SUPPLIED INFORMATION =>

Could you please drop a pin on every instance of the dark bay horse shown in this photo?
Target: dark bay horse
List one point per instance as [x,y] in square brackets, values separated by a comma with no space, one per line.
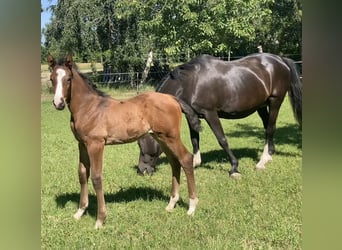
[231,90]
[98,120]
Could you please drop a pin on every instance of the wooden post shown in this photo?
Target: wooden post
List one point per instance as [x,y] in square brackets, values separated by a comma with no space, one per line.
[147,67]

...

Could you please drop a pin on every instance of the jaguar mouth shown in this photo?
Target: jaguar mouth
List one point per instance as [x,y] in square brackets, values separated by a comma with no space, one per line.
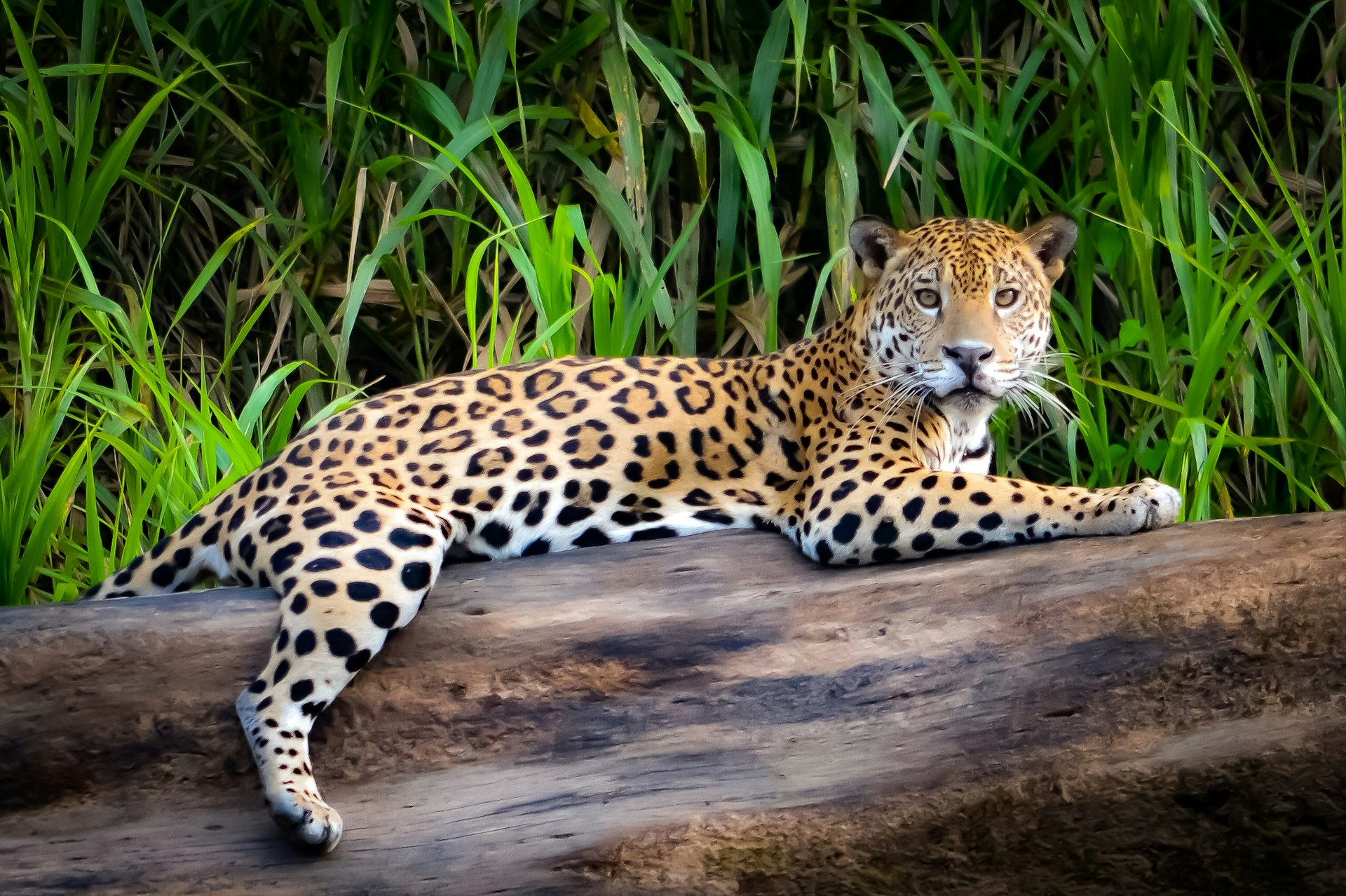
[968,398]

--

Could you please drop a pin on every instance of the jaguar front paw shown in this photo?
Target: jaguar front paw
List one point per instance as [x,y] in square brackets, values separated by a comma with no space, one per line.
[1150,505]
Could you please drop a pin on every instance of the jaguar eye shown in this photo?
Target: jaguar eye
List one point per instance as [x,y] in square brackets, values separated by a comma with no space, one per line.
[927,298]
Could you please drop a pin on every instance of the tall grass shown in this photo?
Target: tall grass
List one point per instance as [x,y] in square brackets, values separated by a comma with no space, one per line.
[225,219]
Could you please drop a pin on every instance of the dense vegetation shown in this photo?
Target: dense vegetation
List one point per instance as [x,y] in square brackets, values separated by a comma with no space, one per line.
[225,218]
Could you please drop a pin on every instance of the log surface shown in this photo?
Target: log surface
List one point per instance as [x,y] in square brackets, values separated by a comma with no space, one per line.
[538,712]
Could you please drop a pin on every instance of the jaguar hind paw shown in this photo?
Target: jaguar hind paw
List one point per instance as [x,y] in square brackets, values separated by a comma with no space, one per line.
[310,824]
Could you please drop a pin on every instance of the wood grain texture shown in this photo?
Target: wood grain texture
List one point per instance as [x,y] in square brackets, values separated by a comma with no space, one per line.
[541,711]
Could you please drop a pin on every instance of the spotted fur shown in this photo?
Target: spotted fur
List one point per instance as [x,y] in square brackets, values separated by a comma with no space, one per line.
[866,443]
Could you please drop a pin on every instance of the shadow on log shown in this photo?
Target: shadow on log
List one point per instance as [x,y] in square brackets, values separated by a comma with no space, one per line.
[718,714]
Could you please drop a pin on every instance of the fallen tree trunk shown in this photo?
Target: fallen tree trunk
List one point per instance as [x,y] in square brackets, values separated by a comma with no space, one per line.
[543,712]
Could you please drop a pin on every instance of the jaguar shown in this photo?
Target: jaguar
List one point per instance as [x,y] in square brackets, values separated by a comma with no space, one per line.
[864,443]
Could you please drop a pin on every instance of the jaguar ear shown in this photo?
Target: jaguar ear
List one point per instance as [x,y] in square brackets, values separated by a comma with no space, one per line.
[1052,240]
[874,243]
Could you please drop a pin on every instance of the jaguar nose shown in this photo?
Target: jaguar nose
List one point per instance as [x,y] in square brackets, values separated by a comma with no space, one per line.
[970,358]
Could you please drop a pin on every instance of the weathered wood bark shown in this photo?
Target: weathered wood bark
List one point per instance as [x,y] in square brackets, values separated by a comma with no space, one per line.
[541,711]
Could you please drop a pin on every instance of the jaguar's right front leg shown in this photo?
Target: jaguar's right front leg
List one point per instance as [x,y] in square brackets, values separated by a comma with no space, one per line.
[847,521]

REQUIRED WORK => Pick out every line in the rows above that contains the string "dark", matching case exactly, and copy each one.

FINISHED TASK =>
Could you please drop a pin on every instance of the dark bay horse shown in this photo?
Target: dark bay horse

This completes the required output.